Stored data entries
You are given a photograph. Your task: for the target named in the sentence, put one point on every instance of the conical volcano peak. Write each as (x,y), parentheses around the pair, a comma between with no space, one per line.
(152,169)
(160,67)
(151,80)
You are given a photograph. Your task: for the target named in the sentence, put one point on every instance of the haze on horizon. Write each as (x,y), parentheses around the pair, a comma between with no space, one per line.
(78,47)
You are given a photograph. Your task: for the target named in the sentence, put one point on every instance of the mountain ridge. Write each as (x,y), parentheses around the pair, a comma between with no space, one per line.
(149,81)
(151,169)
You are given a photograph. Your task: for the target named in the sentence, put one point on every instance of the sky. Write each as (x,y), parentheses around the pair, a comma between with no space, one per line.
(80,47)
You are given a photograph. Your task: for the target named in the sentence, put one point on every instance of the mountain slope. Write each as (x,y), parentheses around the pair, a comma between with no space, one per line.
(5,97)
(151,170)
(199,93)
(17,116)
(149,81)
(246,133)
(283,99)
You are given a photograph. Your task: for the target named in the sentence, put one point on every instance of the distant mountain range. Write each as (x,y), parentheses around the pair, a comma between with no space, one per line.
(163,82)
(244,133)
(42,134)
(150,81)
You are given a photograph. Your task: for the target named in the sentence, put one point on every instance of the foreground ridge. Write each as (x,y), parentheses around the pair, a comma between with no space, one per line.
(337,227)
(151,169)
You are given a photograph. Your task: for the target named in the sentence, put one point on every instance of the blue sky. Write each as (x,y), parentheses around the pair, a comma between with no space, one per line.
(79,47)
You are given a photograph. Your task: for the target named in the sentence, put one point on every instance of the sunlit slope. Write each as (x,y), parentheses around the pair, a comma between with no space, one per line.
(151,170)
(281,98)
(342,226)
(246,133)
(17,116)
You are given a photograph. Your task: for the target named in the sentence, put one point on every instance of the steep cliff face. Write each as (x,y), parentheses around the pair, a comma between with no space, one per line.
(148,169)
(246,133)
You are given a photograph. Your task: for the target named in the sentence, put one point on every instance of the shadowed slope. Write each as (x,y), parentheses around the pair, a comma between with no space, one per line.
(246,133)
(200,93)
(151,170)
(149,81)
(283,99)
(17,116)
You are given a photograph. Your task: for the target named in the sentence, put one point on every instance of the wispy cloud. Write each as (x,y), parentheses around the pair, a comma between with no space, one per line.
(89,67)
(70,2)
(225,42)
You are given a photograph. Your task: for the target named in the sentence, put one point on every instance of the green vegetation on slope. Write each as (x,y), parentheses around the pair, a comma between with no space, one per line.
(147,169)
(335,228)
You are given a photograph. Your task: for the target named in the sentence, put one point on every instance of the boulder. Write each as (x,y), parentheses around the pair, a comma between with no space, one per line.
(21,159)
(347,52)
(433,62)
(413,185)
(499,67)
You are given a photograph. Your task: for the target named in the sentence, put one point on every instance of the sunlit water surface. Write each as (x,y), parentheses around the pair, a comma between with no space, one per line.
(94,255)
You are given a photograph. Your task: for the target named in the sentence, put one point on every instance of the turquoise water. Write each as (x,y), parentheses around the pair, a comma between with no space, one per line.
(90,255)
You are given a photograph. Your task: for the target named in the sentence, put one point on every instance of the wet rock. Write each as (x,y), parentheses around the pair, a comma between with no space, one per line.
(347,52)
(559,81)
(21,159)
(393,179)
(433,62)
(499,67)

AIM OF THE TASK — Reproduce the whole listing word for word.

EXERCISE RESULT —
You are given a photograph. Your task: for the target named in the sentence, put one point on every instance of the conical volcano peak. Write each as (x,y), parentheses around the pair, a comma between with no space, one per line.
(152,169)
(160,67)
(151,80)
You are given a photograph. Your task: for the target named in the sentence, put one point on every instance of the haze on horizon. Write each as (x,y), parentheses around the pair, a comma between with no space, one per line.
(78,47)
You are given a photograph. Your task: for the target named in the sentence, put one point on every instance of the mountain ridge. Write each as (x,y), parentheses around the pair, a comma between with no space, one per line.
(149,81)
(151,169)
You are given a photograph. Your task: for the target named in the sentence, put one point on every instance of the sky. Write each as (x,y), parentheses around the pair, a comma between with no space, one per line.
(80,47)
You are given a photograph. Your task: for the target named in the sentence, put one point on every instance of the mountain slope. Write each as (x,y), parentheses around the pair, a comma between with no space, one per line.
(5,97)
(151,170)
(199,93)
(17,116)
(149,81)
(246,133)
(283,99)
You are given a photograph. Your task: for the target named in the sentence, put one point on every instance of the distant mountain range. Write each as (x,y), parentheses around the pair, a comma between with no space, one per line.
(163,82)
(244,133)
(42,134)
(150,81)
You are given a photograph. Your task: for the target named in the sentence, put one point on every instance of the foreground ridge. Write each as (x,y), parentheses around the pair, a comma between with no space, one per line.
(337,227)
(151,169)
You are given a photograph. Your task: for the target named in the sentence, put one point on every instance of the blue sky. Write each as (x,y), parentheses around the pair, a comma between with no space, one per line.
(79,47)
You are given a photograph. Your task: for the target named in the sentence, put one point on every instance of the sunlit slope. Write each as (x,y), parentheses around the pair, a comma between with no space, one per line.
(151,170)
(281,98)
(342,226)
(246,133)
(17,116)
You are given a photograph. Your task: for the target named in the sentence, put one point on every instance of the steep cliff face. Write each as (x,y), parentheses around the pair, a comma between with no space, one per line.
(148,169)
(246,133)
You are given a photograph. Your task: for the target named in the sentence, put one point on every instance of the shadowed slope. Write each as (x,y), parentheses around the pair, a comma between with no space, one per line.
(246,133)
(200,93)
(151,170)
(149,81)
(283,99)
(17,116)
You are given a photograph. Your task: for the target named in the sentence, put one point on every instance of the wispy cloud. Write each as (x,y), parentheses around the pair, a comma between with no space, one per line.
(89,67)
(70,2)
(225,42)
You are given a photograph. Your task: for the target named in the sentence, put one point on every instance of the green vegetation on slope. Write each as (x,y), parentheses around the pair, a comma between with no space, one per line.
(147,169)
(335,228)
You are given a photograph. Your task: for the target named in the sentence, put one point on every instance of the boulder. Write each as (x,y), parentheses around the pair, a comma between with no space, one per line.
(21,159)
(347,52)
(433,62)
(413,185)
(499,67)
You are given a photograph. Your task: for the target named in the sentence, put one point on every instance of the sunlit water surface. Write each as (x,y), parentheses around the pair, a comma between with no space, one per line.
(94,255)
You are given a photograph. Your task: for the target named in the sentence, put one point on every instance of the turquoise water. Write each as (x,y), parentheses around the pair, a comma between with no space, one per line.
(90,255)
You are given a photograph. Your task: for the target named in the sentence, put one point on every instance of the wet rock. Write each as (x,y), parentheses around the pair, a comma between with no space, one per line.
(347,52)
(559,81)
(21,159)
(393,179)
(433,62)
(499,67)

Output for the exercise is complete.